En los años sesenta, tras el éxito de la reedición de las historias de Conan, muchos escritores populares se lanzaron a explotar el filón, creyendo tener entre manos una fórmula fácil y unas ventas seguras. Lin Carter, L. Sprague de Camp, Gardner Fox y John Jakes, por ejemplo, son unos pocos de aquella tropa, a la que habría que añadir también a Michael Moorcock, cuyo Elric estaba destinado a ser una imitación más del cimmerio y acabó convirtiéndose en héroe existencialista.
De todas formas hay que retrotraerse a los años treinta para encontrarnos con la primera oleada importante de fantasía heroica. En las páginas de la revista Weird Tales, antes y simultáneamente a los relatos de Robert E. Howard, publicó Clark Ashton Smith sus ciclos sobre Averoigne, Zothique e Hyperborea; Henry Kuttner contó las aventuras del príncipe Elak de Atlantis o Clifford Ball las de Duar el Maldito... También Catherine L. Moore, primera escritora de importancia de la ciencia ficción norteamericana, creó, como no, a la que sería primera heroína de espada y brujería: Jirel de Joiry.

* Datos proporcionados:

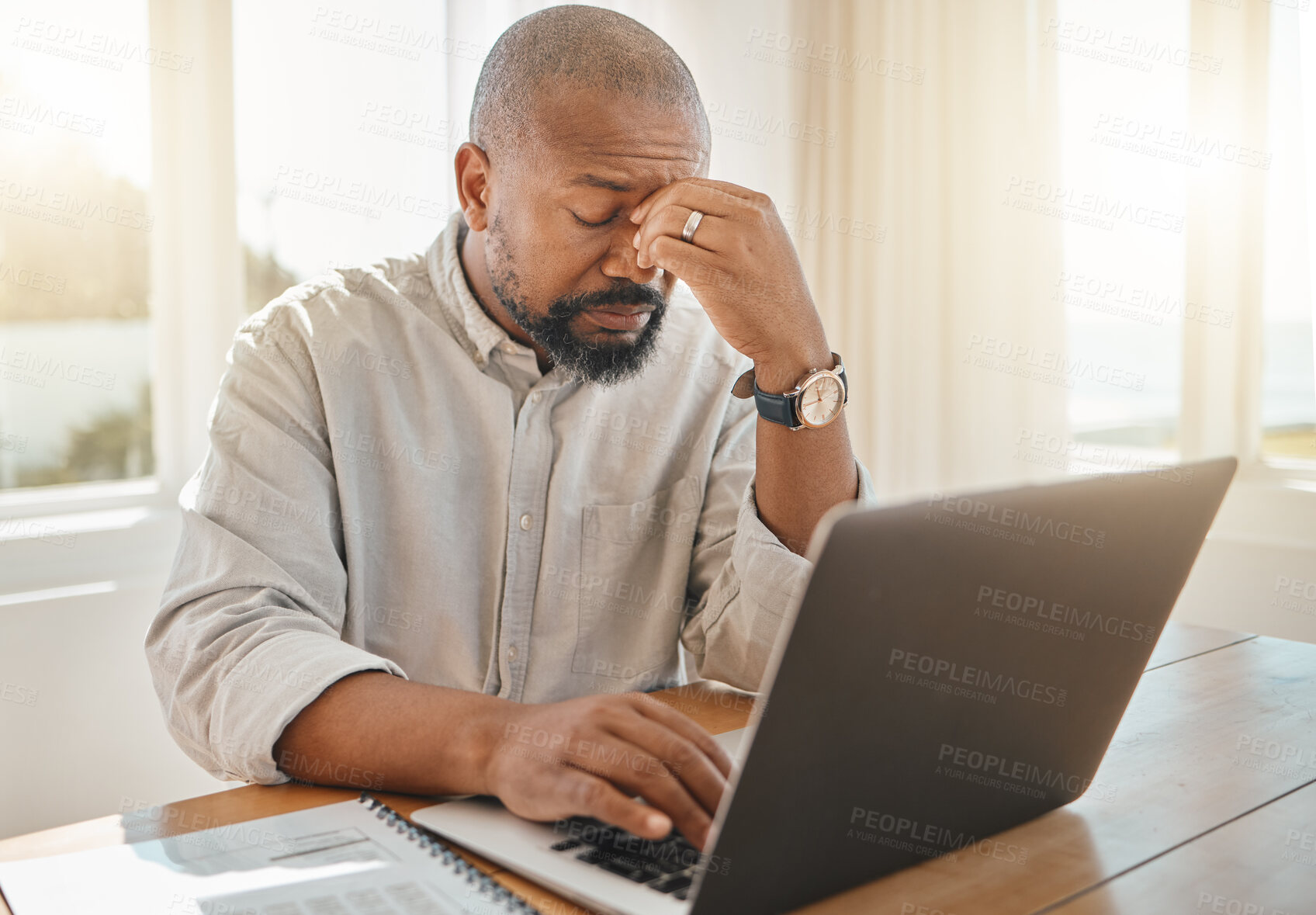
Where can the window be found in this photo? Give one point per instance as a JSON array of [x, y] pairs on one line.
[[1123, 196], [75, 166], [1289, 378], [344, 147]]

* Instrucciones de trabajo:
1. Resume en dos oraciones el fragmento sobre la fantasía heroica.
2. Continúa el fragmento sobre la fantasía heroica a partir de su última oración.
El listado no tiene ningún papel en esto.

* Respuestas esperadas:
1. En los años sesenta, tras el éxito de la reedición de las historias de Conan, muchos escritores populares, como Lin Carter, L. Sprague de Camp, Gardner Fox, John Jakes y Michael Moorcock, se lanzaron a explotar el filón. Sin embargo, la primera oleada importante de fantasía heroica surgió en los años treinta en la revista Weird Tales, con autores como Clark Ashton Smith, Henry Kuttner, Clifford Ball y Catherine L. Moore, creadora de Jirel de Joiry, la primera heroína de espada y brujería.

2.
La castellana Jirel, hermosa y juncal, no es una damisela con su defensa entregada lánguidamente a sus sirvientes o a un noble caballero; muy al contrario, es una soberbia espadachina, fuerte como pocos hombres y su mal genio constante la hace volcarse en la venganza con una fogosidad irreflexiva que la colocará en más de un aprieto. Sus aventuras transcurren en una Francia medieval más fabulosa que real -eco tal vez del Averoigne de C. A. Smith-, llena de señores feudales en guerra perpetua, hechiceros poderosísimos y dioses oscuros procedentes de otras dimensiones. Ella misma no dudará en poner su alma en peligro pactando con estas entidades si eso sirve a sus fines, para pavor del padre Gervasio que intenta hacerla desistir. Jirel es una mujer acostumbrada al imperio sobre sus semejantes y no admite consejeros, amos ni maridos... Sexualmente liberada, se entrega a los placeres de la carne sin ningún tipo de pudor; pero sólo si es ella la que toma la iniciativa, lo que no deja de ser insólito en una heroína de ficción creada en los años 30. ¿Cuánto debe de haber en Jirel de los deseos reprimidos por esa muchachita provinciana que fue C. L. Moore?.
Los relatos que componen el ciclo de Jirel de Joiry padecen de una escritura tachonada de adjetivos, según los cánones de Weird Tales. Esta prosa recargada y colorista puede exasperar al lector moderno, y a menudo enmascara la sutileza de C. L. Moore como narradora, que cuando no se embriaga en describir paisajes ultradimensionales sabe crear imágenes y escenas de fuerza poética, como en ese gran colofón al relato El beso del Dios Negro, con Jirel llorando sobre el cadáver del que fuera su enemigo y, sin saberlo, su amado.
Aunque reconozco haberme aburrido en muchos momentos con la lectura del libro por su estilo y lo reiterativo del esquema de sus relatos, he de admitir el atractivo de la protagonista y su interés histórico como prólogo a una interesante carrera literaria, que alcanzará su cenit años después durante su colaboración con Henry Kuttner.